WHAT IS REQUIRED
Copy out each line of the data below that contains the word "faucet".

RECORDS PROVIDED
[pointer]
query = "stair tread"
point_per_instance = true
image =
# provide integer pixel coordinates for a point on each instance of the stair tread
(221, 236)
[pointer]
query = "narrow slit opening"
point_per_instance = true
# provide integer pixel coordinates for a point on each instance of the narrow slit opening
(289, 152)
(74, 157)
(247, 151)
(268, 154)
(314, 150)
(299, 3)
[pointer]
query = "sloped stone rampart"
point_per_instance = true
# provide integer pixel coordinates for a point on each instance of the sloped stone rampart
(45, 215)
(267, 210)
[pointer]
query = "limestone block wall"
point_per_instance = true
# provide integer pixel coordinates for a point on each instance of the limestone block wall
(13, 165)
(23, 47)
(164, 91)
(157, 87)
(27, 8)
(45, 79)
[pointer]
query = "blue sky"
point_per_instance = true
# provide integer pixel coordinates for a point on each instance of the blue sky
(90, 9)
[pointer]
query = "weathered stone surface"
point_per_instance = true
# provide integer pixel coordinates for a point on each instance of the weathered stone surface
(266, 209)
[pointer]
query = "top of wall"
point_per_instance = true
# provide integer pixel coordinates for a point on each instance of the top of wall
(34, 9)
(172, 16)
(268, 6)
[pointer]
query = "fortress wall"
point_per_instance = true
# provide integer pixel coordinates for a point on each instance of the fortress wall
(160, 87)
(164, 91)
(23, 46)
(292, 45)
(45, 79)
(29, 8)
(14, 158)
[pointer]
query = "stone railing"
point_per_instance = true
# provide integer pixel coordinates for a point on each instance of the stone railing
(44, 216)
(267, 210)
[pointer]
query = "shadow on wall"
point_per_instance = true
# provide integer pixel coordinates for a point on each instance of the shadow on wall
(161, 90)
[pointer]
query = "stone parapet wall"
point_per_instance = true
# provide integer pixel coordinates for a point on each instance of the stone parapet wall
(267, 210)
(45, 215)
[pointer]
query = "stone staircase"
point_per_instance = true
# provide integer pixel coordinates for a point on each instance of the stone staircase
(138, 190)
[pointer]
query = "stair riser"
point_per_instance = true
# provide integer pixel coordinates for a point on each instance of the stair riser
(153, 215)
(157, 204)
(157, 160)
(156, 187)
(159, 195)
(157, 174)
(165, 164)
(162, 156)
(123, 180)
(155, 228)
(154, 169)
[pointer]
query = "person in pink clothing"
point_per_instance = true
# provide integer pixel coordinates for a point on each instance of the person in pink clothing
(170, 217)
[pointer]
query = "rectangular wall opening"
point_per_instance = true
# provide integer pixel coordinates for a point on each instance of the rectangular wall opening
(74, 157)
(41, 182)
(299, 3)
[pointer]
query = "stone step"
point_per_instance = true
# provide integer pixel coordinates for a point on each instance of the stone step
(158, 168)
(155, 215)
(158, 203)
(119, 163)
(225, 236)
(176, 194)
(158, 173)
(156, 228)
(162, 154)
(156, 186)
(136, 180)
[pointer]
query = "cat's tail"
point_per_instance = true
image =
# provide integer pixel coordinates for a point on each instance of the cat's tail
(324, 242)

--

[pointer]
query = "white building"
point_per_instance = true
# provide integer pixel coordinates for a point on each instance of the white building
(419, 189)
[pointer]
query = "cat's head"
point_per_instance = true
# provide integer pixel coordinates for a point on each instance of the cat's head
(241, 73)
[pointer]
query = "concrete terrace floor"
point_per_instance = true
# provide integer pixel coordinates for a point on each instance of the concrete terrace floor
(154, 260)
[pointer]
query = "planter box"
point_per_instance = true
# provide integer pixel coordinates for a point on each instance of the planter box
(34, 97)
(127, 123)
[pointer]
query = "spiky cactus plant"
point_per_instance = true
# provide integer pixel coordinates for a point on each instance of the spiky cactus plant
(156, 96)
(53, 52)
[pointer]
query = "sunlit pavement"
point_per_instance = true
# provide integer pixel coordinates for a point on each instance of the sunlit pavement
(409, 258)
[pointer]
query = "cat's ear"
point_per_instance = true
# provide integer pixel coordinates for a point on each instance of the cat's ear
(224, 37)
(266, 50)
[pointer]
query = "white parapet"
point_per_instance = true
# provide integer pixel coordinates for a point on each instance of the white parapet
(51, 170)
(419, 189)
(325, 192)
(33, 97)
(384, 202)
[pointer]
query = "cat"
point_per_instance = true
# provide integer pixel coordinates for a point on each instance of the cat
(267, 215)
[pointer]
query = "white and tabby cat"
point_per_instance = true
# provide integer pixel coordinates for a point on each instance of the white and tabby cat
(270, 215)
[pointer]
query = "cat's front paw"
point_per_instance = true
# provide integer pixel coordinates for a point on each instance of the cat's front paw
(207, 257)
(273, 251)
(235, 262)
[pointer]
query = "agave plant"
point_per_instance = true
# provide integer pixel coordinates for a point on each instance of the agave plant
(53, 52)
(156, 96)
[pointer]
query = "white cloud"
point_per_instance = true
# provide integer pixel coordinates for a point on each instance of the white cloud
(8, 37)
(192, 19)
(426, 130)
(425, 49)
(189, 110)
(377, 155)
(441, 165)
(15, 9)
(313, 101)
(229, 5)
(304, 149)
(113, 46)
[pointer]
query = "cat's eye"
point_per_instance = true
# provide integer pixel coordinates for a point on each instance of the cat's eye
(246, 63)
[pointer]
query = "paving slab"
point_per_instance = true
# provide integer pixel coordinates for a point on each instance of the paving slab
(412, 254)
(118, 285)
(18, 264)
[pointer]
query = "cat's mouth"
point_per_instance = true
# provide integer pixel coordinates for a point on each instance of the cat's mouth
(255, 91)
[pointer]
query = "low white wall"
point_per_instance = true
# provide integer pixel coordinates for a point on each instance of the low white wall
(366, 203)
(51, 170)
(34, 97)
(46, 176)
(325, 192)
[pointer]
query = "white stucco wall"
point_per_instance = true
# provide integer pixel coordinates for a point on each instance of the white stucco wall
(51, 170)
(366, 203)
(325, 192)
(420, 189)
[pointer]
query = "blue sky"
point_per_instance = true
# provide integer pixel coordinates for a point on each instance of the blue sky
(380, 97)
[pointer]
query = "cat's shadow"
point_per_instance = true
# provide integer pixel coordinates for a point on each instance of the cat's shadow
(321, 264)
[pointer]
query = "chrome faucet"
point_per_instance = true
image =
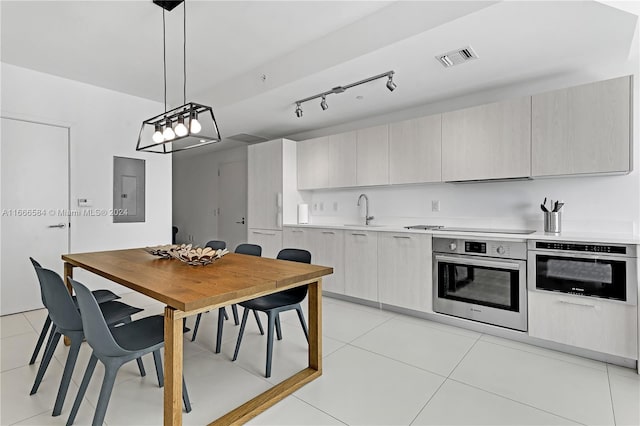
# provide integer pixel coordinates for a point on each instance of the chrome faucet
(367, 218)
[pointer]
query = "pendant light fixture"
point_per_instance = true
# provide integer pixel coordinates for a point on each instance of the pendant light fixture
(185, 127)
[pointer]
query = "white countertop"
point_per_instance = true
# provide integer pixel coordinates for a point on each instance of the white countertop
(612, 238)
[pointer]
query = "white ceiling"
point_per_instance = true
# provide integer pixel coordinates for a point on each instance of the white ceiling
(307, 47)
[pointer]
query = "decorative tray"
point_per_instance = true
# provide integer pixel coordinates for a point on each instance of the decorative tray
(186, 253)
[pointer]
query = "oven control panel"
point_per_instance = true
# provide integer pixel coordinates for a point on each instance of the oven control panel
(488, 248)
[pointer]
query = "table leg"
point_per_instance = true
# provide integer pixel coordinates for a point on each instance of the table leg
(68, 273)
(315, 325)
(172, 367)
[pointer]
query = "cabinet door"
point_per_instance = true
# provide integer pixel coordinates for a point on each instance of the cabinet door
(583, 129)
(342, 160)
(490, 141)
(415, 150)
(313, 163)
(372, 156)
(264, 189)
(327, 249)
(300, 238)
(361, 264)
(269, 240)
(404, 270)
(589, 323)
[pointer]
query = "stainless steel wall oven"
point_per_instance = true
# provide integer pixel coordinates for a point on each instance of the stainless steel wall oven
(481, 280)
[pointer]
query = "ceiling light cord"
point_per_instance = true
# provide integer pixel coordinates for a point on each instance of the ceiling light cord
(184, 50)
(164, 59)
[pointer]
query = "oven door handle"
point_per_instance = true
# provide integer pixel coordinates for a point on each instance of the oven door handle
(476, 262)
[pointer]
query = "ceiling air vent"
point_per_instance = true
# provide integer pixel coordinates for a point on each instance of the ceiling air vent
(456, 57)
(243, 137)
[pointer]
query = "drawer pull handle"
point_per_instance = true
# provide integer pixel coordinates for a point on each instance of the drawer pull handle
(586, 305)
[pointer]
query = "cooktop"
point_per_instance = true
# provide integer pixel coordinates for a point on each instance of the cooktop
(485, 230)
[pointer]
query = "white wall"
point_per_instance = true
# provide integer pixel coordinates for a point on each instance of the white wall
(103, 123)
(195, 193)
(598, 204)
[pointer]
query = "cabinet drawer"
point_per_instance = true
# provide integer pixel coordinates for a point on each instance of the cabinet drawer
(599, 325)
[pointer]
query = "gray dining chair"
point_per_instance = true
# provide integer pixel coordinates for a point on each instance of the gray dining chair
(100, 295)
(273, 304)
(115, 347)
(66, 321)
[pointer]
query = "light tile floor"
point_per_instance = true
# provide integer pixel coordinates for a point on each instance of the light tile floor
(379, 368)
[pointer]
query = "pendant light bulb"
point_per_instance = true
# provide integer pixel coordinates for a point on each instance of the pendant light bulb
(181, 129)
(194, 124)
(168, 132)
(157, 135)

SOLUTION BELOW
query = "chrome faucet"
# provide integer pixel coordinates for a point on each instance of the chrome faucet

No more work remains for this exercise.